Given exercise: Put every line of the items below into a numbered list, skipping any blank lines. Leave the pictures out of your answer.

[Data items]
######

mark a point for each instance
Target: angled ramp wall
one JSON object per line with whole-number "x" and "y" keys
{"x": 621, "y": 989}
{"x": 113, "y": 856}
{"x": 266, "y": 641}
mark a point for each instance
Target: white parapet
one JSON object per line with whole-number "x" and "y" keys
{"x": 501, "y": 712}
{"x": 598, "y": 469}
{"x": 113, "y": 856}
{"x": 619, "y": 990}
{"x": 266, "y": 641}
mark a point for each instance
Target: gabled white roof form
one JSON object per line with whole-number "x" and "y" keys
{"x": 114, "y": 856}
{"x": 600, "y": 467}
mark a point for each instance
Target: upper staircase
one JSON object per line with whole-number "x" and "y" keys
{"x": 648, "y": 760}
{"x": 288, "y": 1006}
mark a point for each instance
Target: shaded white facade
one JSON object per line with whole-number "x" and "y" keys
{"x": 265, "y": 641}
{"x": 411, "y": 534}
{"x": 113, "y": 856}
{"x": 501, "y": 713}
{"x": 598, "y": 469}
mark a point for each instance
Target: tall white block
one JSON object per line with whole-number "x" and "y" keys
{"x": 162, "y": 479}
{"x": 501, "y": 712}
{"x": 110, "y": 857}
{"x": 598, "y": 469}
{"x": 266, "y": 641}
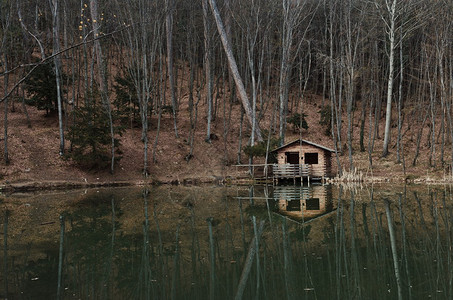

######

Written response:
1. mark a point for each instance
2. Target: angled ramp wall
3. one JSON object per line with whole-number "x" and "y" keys
4. {"x": 621, "y": 989}
5. {"x": 113, "y": 856}
6. {"x": 266, "y": 641}
7. mark a point for each instance
8. Target: white parapet
9. one JSON object per line with whole-number "x" and "y" keys
10. {"x": 501, "y": 712}
11. {"x": 598, "y": 469}
12. {"x": 113, "y": 856}
13. {"x": 619, "y": 990}
14. {"x": 266, "y": 641}
15. mark a point for each instance
16. Target: gabled white roof form
17. one JSON object per line with whole-number "x" and "y" keys
18. {"x": 114, "y": 856}
19. {"x": 600, "y": 467}
20. mark a point for each instance
21. Target: upper staircase
22. one JSON object per line with whole-number "x" and "y" keys
23. {"x": 648, "y": 760}
24. {"x": 288, "y": 1006}
25. mark a point for each instance
26. Target: shaded white facade
27. one JSON object per line with whole-number "x" and "y" keys
28. {"x": 265, "y": 641}
29. {"x": 411, "y": 534}
30. {"x": 113, "y": 856}
31. {"x": 501, "y": 713}
32. {"x": 598, "y": 469}
33. mark a point for each instance
34. Target: tall white block
35. one JSON object per line with whole-number "x" and "y" keys
36. {"x": 162, "y": 479}
37. {"x": 501, "y": 712}
38. {"x": 110, "y": 857}
39. {"x": 598, "y": 469}
40. {"x": 266, "y": 641}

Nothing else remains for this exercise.